+++ Source document +++

Thursday, 26 September 2013

Thursday 7:15 pm

My fever rests at 102 now. I don't know if it's because Lochlan is always so warm when we nap or if I'm sicker than I even realized in my bid to be so stubborn. We're at a pub now that boasts state lottery, pool tables and handmade burgers and the server was dispatched to bring us some chicken soup and crackers.

The camper has a tiny little wonky heater. I don't trust it, it took Lochlan 35 minutes of tinkering with it to get it to turn on so I'm guessing a combination of strep throat and post traumatic stress disorder will be what kills me. It's been fun. Soup is here.

Beaches in HD.

I'd let you go, but you're always in the way
I'm the damage done, your scar of yesterday
Hi Oregon.

Five and a half hours of fighting over music in the truck with Lochlan. Just like old times. Especially when we stop for lunch and he says,

Hey, by the way, you'll have to get all your stuff in on wi-fi at places like this because there's no wi-fi in the camper. 

Camper?

Wednesday, 25 September 2013

Sending us off with terrible poetry.

There's a big blackboard on the kitchen wall. I used to draw elaborate menu plans on it so everyone would know what we were having and could pitch in but lately it's been taken over by budding haiku artists. I'll let you decide who wrote which one.

I'm taking Bridget
To a place where she can sleep
See you Saturday

This is such bullshit
She needs to recuperate
Don't let her die, Bro

Have fun Mom and Dad
Everything will be just fine
Ignore these losers



Hang in there, Love.

You've been drifting and stealing
Trying to walk in my shoes
But they don't belong to you
You know, you know
But you can't find the meaning
Sing to yourself and hold on
Cause everybody's on the run
Everybody's on the run
I skid to a stop in front of the Devil, waiting for my inspection. I know I'm going to fail. My hair is escaping from the knot at the nape of my neck, my shorts are too short and my t-shirt says WEEZER on the front. The end of my nose is bright red and raw.

Is there any way I can talk you out of this? He isn't fit to look after you, you aren't fit to travel and Ben-

Ben is busy and Loch does just fine as long as you aren't around. 

What if you have an emergency? What if you get sicker than you are now, which is too sick to go, frankly.

We drive home. Jesus. I'm not going to Siberia. Or even Los Angeles for Christ's sake. 

Bridget, you might as well be. I don't like it when he takes you far from home. 

He feels the same way about you. 

Can I...Can I give you a little emergency cash? And a number across the border should you need anything?

No, you may not. If I have any problems I will ask someone for help. Like an adult. I'm sure if all I have on is a bikini help will find me, you know? 

Bridget, it's almost October. I hope you're not thinking that will be appropriate wear for the beach now. 

No.

Oh, good, I was beginning to-

I'm bringing a sweater. 

Jesus, Bridget. 

I'll bring you back a souvenir. Maybe it will make you less cranky.

Tuesday, 24 September 2013

Invalid arguments on rainy Tuesday mornings.

+++

Problems and tasks:
- a) What three things does the pub in the blog post boast?
- b) Condense the paragraph of the blog post that begins "There's a big blackboard on the kitchen wall" into a short list, keeping its main facts.
The records that come next have no connection to the blog post.

+++ Data rows +++

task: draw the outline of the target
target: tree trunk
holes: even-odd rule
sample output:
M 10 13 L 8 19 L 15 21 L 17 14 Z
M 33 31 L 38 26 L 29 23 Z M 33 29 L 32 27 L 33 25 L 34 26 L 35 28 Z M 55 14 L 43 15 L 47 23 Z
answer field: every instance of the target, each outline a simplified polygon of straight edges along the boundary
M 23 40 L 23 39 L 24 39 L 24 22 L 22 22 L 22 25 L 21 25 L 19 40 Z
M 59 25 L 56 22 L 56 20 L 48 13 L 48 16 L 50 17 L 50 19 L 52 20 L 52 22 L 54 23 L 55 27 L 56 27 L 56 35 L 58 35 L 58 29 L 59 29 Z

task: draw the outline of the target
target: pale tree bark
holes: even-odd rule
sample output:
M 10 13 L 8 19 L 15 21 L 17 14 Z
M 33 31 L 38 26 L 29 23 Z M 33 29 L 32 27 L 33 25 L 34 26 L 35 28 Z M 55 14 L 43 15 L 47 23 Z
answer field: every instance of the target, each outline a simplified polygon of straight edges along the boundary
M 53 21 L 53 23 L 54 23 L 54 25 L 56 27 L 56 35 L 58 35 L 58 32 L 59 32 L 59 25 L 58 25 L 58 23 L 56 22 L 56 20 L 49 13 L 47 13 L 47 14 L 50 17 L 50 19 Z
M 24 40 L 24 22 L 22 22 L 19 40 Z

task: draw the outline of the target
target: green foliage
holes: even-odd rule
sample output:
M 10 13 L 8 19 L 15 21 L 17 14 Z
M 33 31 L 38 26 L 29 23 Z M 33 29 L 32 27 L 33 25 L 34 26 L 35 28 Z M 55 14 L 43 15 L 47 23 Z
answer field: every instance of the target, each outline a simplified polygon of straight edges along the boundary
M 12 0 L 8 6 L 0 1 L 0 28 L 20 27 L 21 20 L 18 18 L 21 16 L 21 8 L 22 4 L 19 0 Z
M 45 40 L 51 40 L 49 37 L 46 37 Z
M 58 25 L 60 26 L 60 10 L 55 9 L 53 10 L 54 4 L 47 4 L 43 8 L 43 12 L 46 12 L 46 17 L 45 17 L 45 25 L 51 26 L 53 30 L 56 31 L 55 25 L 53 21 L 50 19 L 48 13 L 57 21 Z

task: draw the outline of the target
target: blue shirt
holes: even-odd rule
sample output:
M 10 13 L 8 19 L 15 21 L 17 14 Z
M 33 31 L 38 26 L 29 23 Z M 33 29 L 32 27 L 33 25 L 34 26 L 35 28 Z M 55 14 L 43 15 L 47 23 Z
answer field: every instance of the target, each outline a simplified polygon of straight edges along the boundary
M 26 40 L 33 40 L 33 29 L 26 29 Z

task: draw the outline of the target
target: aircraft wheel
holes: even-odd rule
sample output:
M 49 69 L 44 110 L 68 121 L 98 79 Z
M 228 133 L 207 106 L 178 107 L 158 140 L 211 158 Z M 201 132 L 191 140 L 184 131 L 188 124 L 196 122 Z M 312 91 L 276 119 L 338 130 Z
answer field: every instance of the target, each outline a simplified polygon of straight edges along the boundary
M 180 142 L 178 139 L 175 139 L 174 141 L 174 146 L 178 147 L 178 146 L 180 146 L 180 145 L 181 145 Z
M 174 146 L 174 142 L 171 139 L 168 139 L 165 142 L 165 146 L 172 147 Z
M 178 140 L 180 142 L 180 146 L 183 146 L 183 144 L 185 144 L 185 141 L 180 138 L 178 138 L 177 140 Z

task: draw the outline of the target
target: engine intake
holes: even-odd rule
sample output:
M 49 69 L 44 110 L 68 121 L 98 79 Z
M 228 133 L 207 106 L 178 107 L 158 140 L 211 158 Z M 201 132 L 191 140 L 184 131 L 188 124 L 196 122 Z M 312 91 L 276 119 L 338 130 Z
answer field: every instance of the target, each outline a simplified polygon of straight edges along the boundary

+++

Per-task outputs:
- a) State lottery, pool tables and handmade burgers.

- b)
- A big blackboard hangs on the kitchen wall.
- The writer used to draw elaborate menu plans on it so everyone knew what was being served and could pitch in.
- Lately budding haiku artists have taken it over.
- Readers are left to decide who wrote which haiku.